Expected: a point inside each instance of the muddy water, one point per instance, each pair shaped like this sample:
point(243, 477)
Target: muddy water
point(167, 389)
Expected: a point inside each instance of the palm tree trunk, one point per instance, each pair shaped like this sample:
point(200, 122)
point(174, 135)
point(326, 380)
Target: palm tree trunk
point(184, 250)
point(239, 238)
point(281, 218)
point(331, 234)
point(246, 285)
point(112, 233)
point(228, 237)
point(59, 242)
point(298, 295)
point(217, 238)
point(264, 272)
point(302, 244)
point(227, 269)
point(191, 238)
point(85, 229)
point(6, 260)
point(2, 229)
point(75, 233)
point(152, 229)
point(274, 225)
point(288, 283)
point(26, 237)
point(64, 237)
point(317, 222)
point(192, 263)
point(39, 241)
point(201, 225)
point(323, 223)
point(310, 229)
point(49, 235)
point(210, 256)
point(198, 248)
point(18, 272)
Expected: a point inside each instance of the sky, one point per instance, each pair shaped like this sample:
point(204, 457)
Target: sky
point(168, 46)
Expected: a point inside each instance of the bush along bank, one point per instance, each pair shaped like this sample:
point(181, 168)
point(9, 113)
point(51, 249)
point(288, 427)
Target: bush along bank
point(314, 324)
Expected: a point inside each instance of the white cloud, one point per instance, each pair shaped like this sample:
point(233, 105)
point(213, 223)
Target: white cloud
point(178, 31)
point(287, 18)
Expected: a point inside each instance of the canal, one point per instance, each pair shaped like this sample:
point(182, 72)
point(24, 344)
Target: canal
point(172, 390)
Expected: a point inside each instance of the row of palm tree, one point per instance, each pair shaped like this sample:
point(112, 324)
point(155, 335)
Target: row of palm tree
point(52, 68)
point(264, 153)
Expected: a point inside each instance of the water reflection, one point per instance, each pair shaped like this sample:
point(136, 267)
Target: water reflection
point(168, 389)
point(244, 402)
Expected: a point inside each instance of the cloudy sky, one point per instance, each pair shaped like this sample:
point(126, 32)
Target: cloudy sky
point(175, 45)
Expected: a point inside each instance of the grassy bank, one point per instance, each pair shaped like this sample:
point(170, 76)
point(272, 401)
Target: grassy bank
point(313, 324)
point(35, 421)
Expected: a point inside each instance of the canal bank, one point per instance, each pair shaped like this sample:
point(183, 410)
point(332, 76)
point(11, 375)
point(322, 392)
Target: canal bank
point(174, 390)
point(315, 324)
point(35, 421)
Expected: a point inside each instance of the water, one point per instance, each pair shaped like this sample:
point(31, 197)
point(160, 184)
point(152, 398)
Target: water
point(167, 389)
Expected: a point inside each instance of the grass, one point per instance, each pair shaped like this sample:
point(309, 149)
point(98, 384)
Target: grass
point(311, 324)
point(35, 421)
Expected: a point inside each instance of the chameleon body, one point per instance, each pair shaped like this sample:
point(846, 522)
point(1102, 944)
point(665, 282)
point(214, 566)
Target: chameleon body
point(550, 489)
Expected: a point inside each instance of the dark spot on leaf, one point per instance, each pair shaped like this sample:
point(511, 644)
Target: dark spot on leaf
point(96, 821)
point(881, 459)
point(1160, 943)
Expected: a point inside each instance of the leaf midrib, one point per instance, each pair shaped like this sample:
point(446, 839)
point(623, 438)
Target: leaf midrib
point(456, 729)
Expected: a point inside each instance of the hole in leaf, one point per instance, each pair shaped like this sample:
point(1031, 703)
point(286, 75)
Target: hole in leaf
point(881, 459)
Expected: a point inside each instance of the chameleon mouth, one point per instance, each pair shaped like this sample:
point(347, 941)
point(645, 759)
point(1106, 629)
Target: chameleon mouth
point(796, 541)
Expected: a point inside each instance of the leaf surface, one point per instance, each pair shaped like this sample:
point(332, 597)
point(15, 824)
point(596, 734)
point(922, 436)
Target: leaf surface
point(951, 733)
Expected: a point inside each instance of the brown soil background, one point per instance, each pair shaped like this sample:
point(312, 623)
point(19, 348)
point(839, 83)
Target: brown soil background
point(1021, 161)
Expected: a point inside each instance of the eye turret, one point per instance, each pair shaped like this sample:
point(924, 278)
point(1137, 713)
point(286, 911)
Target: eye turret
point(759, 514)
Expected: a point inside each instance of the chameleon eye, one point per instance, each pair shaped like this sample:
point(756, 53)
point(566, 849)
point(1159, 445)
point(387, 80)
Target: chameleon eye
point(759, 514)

▶ **Task details**: Rewrite the material from the line with "Expected: a point inside each instance of the chameleon eye, one" through the end of the material, requests included, subtracting 48 from each number in the answer coordinates and leaving the requests and their sample points unchanged.

▶ **Correct response**:
Expected: a point inside each instance of the chameleon eye, one point per instance, each pair shaped like this sample:
point(756, 53)
point(566, 849)
point(1159, 445)
point(387, 80)
Target: chameleon eye
point(711, 466)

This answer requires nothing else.